**TEXT TO READ:**
========================================

Champlain Township will make a one-time $50,000 donation to Action Champlain, the citizens group fighting a proposed cement plant in the township. The 5-3 decision was taken at a special council meeting held at 9 a.m. on March 17.
The group had asked for up to $200,000 at Champlain Township’s regular council meeting on February 13. Council had said it would decide at its March meeting, but at that March 13 meeting, the decision was deferred to a special meeting because, according to Champlain Township Mayor Gary Barton, it was an important decision and he wanted all councillors to be present.
Barton opened the March 17 discussion on Action Champlain’s request by acknowledging information supplied to council by Michael Santella on behalf of Action Champlain, saying that the information had been provided to every councillor.
Barton acknowledged that council had spent $7,000 related to the proposed cement plant in 2017 and had budgeted $15,000 in 2018.
“But I don’t think that is enough. I suspect we will be spending more than that,” said Barton. Colacem, which applied for a zoning amendment in order to be able to build a cement plant near L’Orignal, was turned down by Champlain Township. Colacem is appealing that decision before the Ontario Municipal Board (OMB).
But the United Counties voted in favour of the amendment; Action Champlain is appealing that decision before the Ontario Municipal Board. Both cases will be heard as part of one hearing; that was decided at a pre-hearing last year, when both parties agreed to a single hearing.
The OMB hearing for both of these appeals begins on September 4, 2018 and may take four to five weeks.
Barton also told the standing-room-only crowd in Champlain Township council chambers on Saturday morning that the township had removed the cement plant example from its official plan, set to be approved by council next month.
“We have already received a letter of objection from Colacem and are expecting other objections,” Barton said.
If Champlain Township were to provide a $200,000 amount to Action Champlain, it would represent a four per cent increase for taxpayers, Barton said.
“We receive requests for funding on an ongoing basis. Councillors will have to make their own decisions. But just to make everyone mindful of the challenges we have, we are currently facing a $10-million deficit in infrastructure work that needs to be done and quite frankly, I don’t see how we will ever catch up. The problem is when we make an application to the province for x-number of dollars, there are 445 municipalities and they are all looking for money.”
“But we are not alone in this. There are three quarters of municipalities in this situation. We have citizens in L’Orignal who want a new hall, we just bought a rescue van for Vankleek Hill at a cost of $300,000 and we have a quote on another rescue van for $240,000,” Barton said.
“This is the business of council and that is what we deal with on an ongoing basis. I just wanted you to be aware,” Barton said.
Barton opened the floor to councillors.
L’Orignal ward councillor Jacques Lacelle reminded council that the township was paying about 12 per cent of whatever costs were incurred by the counties in its defense of the Action Champlain appeal of the counties decision.
L’Orignal ward councillor Marc Séguin was against the idea of giving financial aid to Action Champlain, saying, “As I recall when we took the vote, we would be a participant in the OMB hearing and we would not pay for anything more. This year, we have a nine per cent increase in taxes. This would add another four per cent, making it 13 per cent.” In his last four years on council, Séguin said he had seen six and seven per cent increases and said that it affected retired people and those on fixed incomes.

========================================

**SUPPLIED MATERIAL:**
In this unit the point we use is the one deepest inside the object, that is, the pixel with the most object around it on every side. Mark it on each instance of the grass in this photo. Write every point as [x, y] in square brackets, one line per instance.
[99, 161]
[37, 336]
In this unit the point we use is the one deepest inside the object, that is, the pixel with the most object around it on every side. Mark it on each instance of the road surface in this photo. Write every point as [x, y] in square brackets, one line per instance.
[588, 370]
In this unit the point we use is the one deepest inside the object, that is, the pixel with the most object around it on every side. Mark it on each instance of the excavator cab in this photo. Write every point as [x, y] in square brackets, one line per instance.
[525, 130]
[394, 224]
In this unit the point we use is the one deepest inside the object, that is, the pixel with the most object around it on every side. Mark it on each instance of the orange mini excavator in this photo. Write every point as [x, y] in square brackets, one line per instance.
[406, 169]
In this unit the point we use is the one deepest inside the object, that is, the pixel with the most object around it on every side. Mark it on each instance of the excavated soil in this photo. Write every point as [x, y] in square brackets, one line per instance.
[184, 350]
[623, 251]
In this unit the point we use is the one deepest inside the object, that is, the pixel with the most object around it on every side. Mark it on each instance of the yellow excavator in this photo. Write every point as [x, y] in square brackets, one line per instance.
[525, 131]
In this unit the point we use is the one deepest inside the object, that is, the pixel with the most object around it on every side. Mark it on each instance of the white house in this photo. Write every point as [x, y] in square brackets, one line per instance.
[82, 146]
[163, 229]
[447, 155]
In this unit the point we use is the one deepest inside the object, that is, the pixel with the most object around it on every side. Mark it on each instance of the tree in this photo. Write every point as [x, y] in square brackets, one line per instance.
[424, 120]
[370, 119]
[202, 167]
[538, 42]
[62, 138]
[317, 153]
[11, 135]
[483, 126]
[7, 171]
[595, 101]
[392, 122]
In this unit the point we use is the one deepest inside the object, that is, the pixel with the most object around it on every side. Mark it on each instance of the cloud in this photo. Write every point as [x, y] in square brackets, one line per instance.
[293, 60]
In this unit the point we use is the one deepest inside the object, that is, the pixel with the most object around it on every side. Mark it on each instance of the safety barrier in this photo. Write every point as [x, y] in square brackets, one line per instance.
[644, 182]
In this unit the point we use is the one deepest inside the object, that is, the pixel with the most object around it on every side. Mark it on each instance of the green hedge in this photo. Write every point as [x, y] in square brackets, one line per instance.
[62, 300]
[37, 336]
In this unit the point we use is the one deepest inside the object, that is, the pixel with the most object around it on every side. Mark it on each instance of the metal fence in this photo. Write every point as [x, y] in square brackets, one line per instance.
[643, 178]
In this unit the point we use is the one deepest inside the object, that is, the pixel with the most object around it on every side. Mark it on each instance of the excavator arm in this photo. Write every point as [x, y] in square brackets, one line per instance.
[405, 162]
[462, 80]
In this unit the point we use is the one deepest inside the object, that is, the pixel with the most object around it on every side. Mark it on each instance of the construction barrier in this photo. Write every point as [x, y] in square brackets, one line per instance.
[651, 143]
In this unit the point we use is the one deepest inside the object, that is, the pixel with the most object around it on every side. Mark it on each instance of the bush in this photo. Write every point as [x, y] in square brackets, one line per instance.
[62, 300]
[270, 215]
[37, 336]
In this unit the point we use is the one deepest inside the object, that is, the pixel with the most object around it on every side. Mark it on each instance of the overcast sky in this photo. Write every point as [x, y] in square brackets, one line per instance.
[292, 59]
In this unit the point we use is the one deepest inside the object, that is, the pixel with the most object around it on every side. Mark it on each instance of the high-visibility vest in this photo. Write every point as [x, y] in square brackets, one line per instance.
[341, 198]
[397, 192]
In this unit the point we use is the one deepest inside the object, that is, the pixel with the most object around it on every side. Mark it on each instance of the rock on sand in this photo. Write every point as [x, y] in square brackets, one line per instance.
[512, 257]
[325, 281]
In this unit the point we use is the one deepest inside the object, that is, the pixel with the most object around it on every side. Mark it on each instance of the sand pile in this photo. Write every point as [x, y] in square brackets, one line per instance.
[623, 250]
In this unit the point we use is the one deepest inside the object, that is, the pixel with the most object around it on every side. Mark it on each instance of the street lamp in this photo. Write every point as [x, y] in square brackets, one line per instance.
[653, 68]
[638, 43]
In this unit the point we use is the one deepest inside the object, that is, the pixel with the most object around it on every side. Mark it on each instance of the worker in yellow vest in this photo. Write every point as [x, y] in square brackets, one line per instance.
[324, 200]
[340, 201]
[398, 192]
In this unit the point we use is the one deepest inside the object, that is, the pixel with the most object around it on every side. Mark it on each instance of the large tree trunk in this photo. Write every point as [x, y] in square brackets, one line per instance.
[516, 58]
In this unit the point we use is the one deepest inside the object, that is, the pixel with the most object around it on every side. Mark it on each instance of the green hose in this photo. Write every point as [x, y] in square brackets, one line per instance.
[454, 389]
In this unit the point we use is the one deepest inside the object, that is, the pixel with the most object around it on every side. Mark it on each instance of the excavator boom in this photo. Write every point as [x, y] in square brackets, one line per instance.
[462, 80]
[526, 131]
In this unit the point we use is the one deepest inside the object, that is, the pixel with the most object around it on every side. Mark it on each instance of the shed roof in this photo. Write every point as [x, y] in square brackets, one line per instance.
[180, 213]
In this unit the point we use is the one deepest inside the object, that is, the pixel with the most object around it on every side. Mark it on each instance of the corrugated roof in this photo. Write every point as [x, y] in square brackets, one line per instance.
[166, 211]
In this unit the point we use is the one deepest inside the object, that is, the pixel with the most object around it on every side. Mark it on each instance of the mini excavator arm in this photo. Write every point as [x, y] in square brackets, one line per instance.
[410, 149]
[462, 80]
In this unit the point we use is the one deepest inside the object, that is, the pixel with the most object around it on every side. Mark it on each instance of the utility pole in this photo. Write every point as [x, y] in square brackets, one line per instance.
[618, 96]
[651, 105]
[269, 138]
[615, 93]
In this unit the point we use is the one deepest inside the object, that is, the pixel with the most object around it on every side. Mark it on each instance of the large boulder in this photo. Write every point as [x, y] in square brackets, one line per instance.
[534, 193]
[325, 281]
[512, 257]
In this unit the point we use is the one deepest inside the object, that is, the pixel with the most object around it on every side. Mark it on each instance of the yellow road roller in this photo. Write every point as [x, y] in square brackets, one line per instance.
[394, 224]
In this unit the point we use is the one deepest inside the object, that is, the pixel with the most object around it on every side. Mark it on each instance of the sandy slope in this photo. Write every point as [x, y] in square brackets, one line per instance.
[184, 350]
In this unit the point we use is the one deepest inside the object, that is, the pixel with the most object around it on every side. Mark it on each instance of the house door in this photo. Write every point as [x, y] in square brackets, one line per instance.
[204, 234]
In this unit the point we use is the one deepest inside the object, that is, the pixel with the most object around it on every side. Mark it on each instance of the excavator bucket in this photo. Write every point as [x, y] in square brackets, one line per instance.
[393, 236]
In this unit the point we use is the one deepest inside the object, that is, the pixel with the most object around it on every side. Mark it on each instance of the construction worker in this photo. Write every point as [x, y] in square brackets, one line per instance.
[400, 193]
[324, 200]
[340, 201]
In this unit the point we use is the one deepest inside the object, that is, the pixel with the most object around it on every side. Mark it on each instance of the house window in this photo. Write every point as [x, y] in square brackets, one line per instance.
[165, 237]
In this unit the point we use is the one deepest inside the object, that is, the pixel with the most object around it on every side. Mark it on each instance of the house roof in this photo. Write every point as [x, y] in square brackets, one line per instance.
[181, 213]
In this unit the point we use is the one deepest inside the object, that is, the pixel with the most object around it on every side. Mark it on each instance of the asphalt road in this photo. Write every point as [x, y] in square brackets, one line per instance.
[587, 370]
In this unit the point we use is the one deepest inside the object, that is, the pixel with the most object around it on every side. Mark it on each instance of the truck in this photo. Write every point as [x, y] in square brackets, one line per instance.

========================================

**WHAT IS EXPECTED:** In the article about Champlain Township's donation to Action Champlain, rewrite the paragraph starting "The group had asked for up to $200,000" as a short bulleted list that keeps its main facts.

**RESULT:**
- Action Champlain asked for up to $200,000 at Champlain Township's regular council meeting on February 13.
- Council said it would decide at its March meeting.
- At the March 13 meeting, council deferred the decision to a special meeting.
- Mayor Gary Barton said this was because the decision was important and he wanted all councillors present.